▸ **THE EXERCISE**
Return every one of the entries below word for word, leaving out the pictures.

▸ **RECORD LIST**
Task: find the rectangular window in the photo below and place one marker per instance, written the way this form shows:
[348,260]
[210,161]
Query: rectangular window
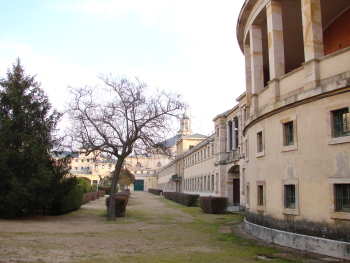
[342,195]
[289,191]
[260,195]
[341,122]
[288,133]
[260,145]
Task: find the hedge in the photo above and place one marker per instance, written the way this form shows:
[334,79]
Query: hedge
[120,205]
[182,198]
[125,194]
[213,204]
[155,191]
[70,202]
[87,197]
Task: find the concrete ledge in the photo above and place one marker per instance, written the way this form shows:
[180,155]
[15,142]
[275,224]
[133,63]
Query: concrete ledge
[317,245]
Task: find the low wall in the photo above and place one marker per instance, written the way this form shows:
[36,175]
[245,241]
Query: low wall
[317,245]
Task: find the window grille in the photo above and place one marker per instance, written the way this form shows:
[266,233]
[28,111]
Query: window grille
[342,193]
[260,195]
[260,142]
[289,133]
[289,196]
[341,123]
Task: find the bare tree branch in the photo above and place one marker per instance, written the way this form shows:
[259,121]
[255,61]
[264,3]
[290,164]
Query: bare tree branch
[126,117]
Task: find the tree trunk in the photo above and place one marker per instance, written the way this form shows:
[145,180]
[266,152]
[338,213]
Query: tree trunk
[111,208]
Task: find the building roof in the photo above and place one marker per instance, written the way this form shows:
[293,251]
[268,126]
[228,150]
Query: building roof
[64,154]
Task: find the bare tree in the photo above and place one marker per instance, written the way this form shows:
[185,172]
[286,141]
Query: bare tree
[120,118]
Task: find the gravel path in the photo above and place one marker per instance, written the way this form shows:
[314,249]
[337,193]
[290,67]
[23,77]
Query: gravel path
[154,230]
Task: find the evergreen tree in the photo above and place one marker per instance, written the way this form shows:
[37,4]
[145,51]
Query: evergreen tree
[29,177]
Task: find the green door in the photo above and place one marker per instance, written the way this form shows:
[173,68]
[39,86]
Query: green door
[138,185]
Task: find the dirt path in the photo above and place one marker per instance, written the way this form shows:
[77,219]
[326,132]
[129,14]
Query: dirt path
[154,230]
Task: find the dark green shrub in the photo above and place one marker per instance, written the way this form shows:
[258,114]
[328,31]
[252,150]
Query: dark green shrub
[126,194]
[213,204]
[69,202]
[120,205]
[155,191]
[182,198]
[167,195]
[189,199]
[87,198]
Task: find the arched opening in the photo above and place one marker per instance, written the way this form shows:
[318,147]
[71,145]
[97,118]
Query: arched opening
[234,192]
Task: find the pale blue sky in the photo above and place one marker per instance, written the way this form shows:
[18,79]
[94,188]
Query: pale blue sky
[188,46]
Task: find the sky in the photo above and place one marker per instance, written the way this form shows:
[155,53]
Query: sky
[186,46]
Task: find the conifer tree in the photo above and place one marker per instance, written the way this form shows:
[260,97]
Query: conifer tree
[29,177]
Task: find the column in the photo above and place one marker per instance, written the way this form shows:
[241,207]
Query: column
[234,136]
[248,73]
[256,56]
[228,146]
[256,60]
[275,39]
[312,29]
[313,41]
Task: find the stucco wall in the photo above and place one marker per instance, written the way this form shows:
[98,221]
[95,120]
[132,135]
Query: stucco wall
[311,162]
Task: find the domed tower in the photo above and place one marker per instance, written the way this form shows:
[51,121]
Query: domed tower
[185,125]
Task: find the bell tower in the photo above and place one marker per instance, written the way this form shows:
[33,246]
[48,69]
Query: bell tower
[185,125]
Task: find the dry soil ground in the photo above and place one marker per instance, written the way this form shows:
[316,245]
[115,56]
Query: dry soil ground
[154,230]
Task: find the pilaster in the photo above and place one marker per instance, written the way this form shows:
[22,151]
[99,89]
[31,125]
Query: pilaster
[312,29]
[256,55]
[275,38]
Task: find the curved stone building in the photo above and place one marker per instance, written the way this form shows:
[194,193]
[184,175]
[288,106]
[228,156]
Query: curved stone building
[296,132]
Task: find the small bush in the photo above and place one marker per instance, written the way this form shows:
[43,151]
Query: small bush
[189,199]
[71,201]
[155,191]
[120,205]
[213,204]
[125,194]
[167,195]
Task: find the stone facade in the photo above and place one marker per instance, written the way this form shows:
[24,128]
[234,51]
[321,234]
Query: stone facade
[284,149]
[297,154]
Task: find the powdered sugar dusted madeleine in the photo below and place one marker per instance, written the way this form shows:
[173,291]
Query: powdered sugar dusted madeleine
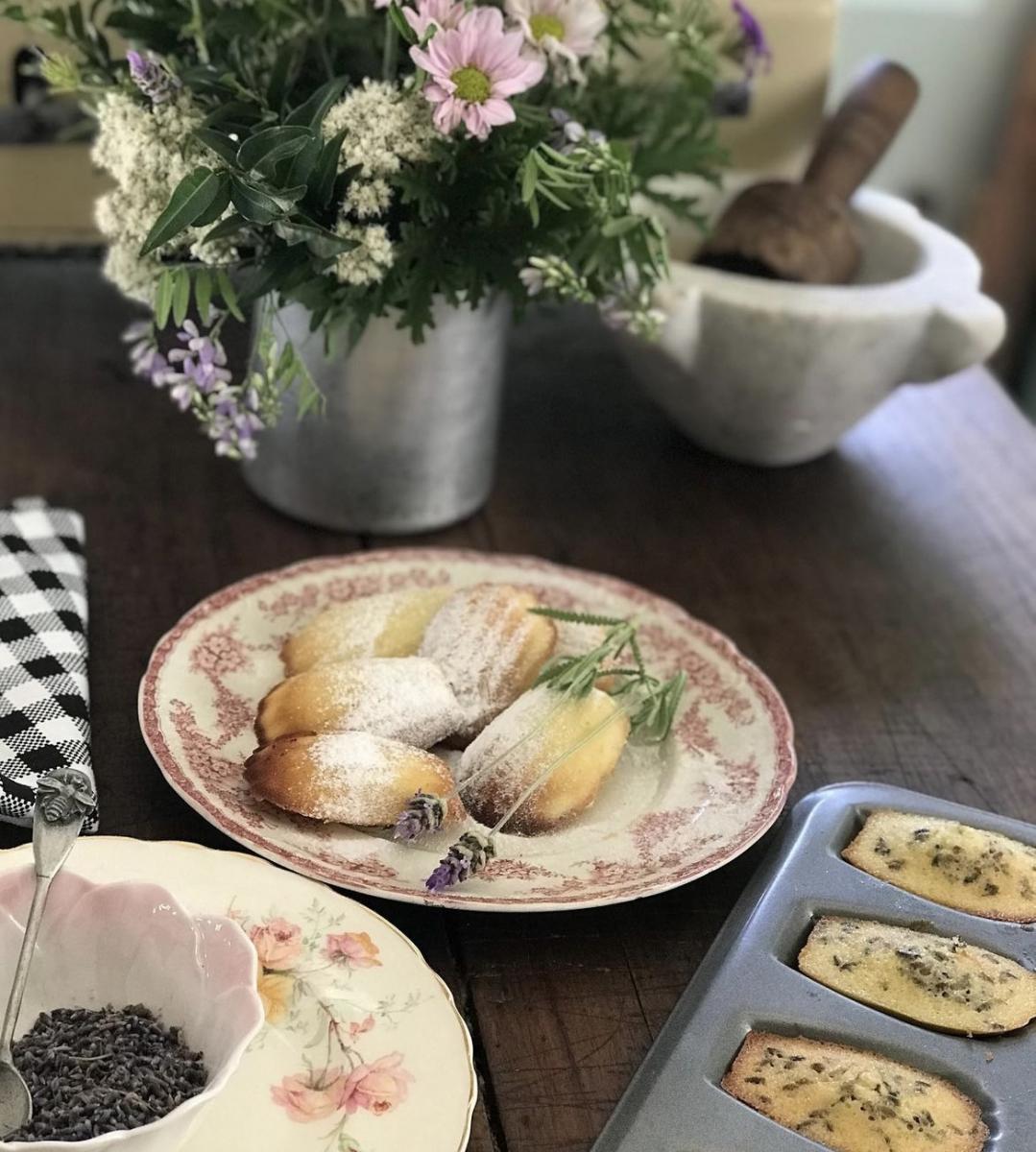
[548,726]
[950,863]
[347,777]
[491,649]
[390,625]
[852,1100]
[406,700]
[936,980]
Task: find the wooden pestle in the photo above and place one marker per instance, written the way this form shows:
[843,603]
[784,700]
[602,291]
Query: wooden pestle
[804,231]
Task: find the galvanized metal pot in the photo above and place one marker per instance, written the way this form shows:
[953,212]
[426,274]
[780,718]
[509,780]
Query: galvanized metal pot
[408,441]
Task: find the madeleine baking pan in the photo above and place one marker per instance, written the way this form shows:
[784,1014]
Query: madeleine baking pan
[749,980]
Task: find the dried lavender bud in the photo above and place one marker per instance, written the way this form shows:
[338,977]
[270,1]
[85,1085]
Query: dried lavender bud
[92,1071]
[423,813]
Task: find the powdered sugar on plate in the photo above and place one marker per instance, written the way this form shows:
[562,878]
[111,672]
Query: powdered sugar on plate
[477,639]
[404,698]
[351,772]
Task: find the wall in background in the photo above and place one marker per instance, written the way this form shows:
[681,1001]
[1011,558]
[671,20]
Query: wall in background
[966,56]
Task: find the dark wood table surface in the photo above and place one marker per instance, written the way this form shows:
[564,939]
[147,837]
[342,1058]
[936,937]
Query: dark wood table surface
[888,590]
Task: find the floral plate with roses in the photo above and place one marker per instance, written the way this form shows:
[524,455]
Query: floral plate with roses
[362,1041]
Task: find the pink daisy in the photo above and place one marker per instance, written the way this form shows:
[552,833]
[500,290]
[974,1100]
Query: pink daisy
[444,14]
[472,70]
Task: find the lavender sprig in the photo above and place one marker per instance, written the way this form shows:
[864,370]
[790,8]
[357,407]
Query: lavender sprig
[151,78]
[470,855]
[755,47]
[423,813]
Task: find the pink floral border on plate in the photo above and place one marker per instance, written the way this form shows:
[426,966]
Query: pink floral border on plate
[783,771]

▸ **ANSWER FOR THE TASK**
Task: find the rectangular window in the photo below and place one marker per instance, written the way this form shows:
[348,260]
[210,161]
Query: rectangular window
[342,195]
[289,191]
[260,195]
[341,122]
[288,133]
[260,145]
Task: find the hedge in the photo above and place one marker per instance, written the way this form shows:
[334,79]
Query: hedge
[120,205]
[182,198]
[125,194]
[213,204]
[155,191]
[70,202]
[87,197]
Task: find the concrete ledge in the photo above and place one marker per instance, written the way this form shows:
[180,155]
[15,142]
[275,224]
[133,63]
Query: concrete ledge
[317,245]
Task: find the low wall in the photo above and place one marker per instance, written the way this form shows:
[36,175]
[245,241]
Query: low wall
[317,245]
Task: find the window grille in the photo above and place one marker per instance, written the way this form shows:
[266,233]
[28,111]
Query: window grille
[342,193]
[260,195]
[260,142]
[289,133]
[289,196]
[341,123]
Task: find the bare tree branch in the photo above and place one marker per instance, written the way this form shows:
[259,121]
[255,61]
[264,3]
[290,164]
Query: bare tree branch
[126,117]
Task: find the tree trunk in the photo above and place one marker per instance, written the way this form shows:
[145,180]
[266,152]
[338,213]
Query: tree trunk
[111,208]
Task: find the building roof in the photo above and place one marker per instance, written the way this form shows:
[293,251]
[268,126]
[228,150]
Query: building roof
[64,154]
Task: find the bare tree in the photo above and place one marker per instance, written the way this form shows:
[185,172]
[286,141]
Query: bare tree
[120,118]
Task: find the gravel path in the photo above and place one marker per instance, written the way this form shows:
[314,249]
[337,193]
[290,67]
[23,77]
Query: gravel path
[154,230]
Task: find the evergreen tree in the photo above and place one marker per instance, written the way this form shows:
[37,4]
[145,51]
Query: evergreen tree
[29,177]
Task: find the green door in the photo above and place one marker per instance, written the way this form shows:
[173,68]
[39,86]
Query: green door
[138,185]
Task: find the dirt path in the photo above and place one marker per instance, written the way this form shows:
[77,219]
[326,132]
[129,14]
Query: dirt path
[154,230]
Task: find the dark green shrub in the photo above and place one marker per instance, written the way this form shows:
[258,114]
[328,31]
[252,150]
Query: dark green shrub
[126,194]
[213,204]
[69,202]
[120,205]
[155,191]
[182,198]
[167,195]
[189,199]
[87,198]
Task: find the arched opening in the photo above and place one marker per instance, written the way this form shows:
[318,147]
[71,145]
[97,118]
Query: arched opening
[234,192]
Task: find the pale blue sky in the photo above and place one marker per instance, written the way this form shows:
[18,79]
[94,188]
Query: pale blue sky
[188,46]
Task: find the sky in the photo above and place one marker per instance, written the way this form shows:
[155,53]
Query: sky
[186,46]
Task: find the conifer tree in the photo above and place one marker per instance, written the way this form shows:
[260,97]
Query: conifer tree
[29,177]
Task: find the column in the photo above and place one marker per instance, written the way this form shows:
[241,207]
Query: column
[234,136]
[248,73]
[256,56]
[228,146]
[256,60]
[275,39]
[312,29]
[313,41]
Task: find the stucco wall in the photo above and place one marker per instance, written the way this form shows:
[98,221]
[95,120]
[132,135]
Query: stucco wall
[311,162]
Task: find the domed tower in the photo above and place one marker per instance, written the way this form shows:
[51,121]
Query: domed tower
[185,125]
Task: find the bell tower in the photo above and place one marker per instance, written the way this form shows:
[33,246]
[48,69]
Query: bell tower
[185,125]
Task: find the dry soil ground in the photo above and place one marker per instance, written the way this form shows:
[316,245]
[115,56]
Query: dry soil ground
[154,230]
Task: find the pilaster in the photo above and place one marker per instance, written the way this form shows:
[22,151]
[99,89]
[31,125]
Query: pilaster
[312,29]
[256,55]
[275,38]
Task: find the curved stone building in the photo above and place one marker per instance, written the way this form shows:
[194,193]
[184,175]
[288,106]
[228,156]
Query: curved stone building
[296,132]
Task: find the small bush in the photo above and place one marker per instance, written the way this form shows:
[43,151]
Query: small bush
[189,199]
[71,201]
[155,191]
[120,205]
[213,204]
[125,194]
[167,195]
Task: find the stone facade in the photo above and place one marker per instance, written the way this form shows:
[24,128]
[234,51]
[321,234]
Query: stone facade
[284,149]
[297,154]
Task: find the powdered sugar dusted madeleine in the photo below and place one marker per instance, written the way this form shows:
[173,291]
Query: powdered sugar dusted madeleine
[548,726]
[950,863]
[347,777]
[491,649]
[390,625]
[852,1100]
[406,700]
[936,980]
Task: find the wooden pestle in the photo above and place one marker per instance, written the way this form shows:
[843,603]
[784,700]
[602,291]
Query: wooden pestle
[804,231]
Task: find the galvanized metal pot in the photo above and place one marker per instance, written the way this form shows:
[953,212]
[426,274]
[780,718]
[509,780]
Query: galvanized metal pot
[408,441]
Task: find the madeleine baking pan in the photo above and place one marker per instance, written the way this form shows:
[784,1014]
Query: madeleine baking pan
[749,980]
Task: find the dried lavender bud in the photo above and place one marker per instance, written the way this form shows:
[338,977]
[270,1]
[85,1085]
Query: dried lavender bud
[92,1071]
[423,813]
Task: find the powdered sugar on plate in the photo above and place one marker per instance, written the way this form shows:
[562,878]
[111,672]
Query: powdered sugar on plate
[477,639]
[404,698]
[351,772]
Task: find the wall in background in the photo above and place one marker per instance, written the way this form shows:
[681,1001]
[1011,558]
[671,20]
Query: wall in background
[966,56]
Task: find the dark wood table surface in the photo above and place one marker per instance, written the way this form shows:
[564,939]
[147,837]
[342,1058]
[936,937]
Query: dark wood table surface
[888,590]
Task: find the floral plate with roses in the photo above and place one marker per instance, written the way this form shows:
[524,455]
Query: floral plate with roses
[362,1041]
Task: find the pink daisy in the photo above and place one marker per instance, written the way this form shows:
[552,833]
[500,290]
[974,1100]
Query: pink daisy
[444,14]
[472,70]
Task: find the lavender sprig in the photo above and place one marker per instance, written the way this form shows:
[864,370]
[790,8]
[357,407]
Query: lavender sprig
[151,78]
[470,855]
[755,47]
[423,813]
Task: find the pink floral border on plate in the photo above and place one marker per instance, written the way this form shows:
[426,966]
Query: pink floral border on plate
[783,771]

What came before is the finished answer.